Copy every line of the material below without changing a single character.
── TASK INPUT
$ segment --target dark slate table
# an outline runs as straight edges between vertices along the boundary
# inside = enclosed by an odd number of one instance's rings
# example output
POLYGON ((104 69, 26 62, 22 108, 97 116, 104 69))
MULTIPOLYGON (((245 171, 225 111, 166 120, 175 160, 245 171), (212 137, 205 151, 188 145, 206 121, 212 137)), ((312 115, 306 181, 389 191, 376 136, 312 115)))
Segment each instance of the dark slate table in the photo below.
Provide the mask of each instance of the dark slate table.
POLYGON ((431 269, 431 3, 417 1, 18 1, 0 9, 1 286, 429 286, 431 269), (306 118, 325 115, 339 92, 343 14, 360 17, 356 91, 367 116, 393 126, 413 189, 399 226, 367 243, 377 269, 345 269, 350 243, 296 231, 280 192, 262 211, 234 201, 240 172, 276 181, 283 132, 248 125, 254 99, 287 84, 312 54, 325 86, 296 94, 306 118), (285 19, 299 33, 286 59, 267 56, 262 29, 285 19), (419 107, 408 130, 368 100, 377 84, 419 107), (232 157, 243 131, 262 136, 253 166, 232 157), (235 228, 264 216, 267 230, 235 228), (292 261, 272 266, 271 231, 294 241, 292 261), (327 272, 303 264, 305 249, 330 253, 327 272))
────
(PROBLEM SOLUTION):
$ segment --target dark slate table
# an outline runs as straight edges between vertices along the boundary
# inside = enclosed by an odd number of one instance's rings
# example output
POLYGON ((104 69, 26 62, 22 108, 97 116, 104 69))
MULTIPOLYGON (((245 171, 225 111, 166 120, 175 160, 245 171), (212 137, 205 151, 188 145, 206 121, 212 137)), ((312 115, 306 181, 389 191, 376 136, 312 115)))
Segment each instance of the dark slate table in the photo below.
Provide the mask of each instance of the dark slate table.
POLYGON ((431 269, 431 3, 417 1, 18 1, 0 9, 1 286, 429 286, 431 269), (306 118, 325 115, 339 92, 343 14, 360 17, 356 91, 367 116, 393 126, 413 189, 399 226, 367 243, 377 269, 345 269, 350 243, 296 231, 280 192, 262 211, 234 201, 240 172, 276 181, 283 132, 248 125, 254 99, 287 84, 312 54, 325 86, 296 94, 306 118), (285 19, 299 33, 286 59, 267 56, 262 29, 285 19), (419 107, 408 130, 368 100, 377 84, 419 107), (232 157, 243 131, 262 136, 253 166, 232 157), (235 228, 264 216, 267 230, 235 228), (292 261, 272 266, 271 231, 294 241, 292 261), (327 272, 303 264, 305 249, 330 253, 327 272))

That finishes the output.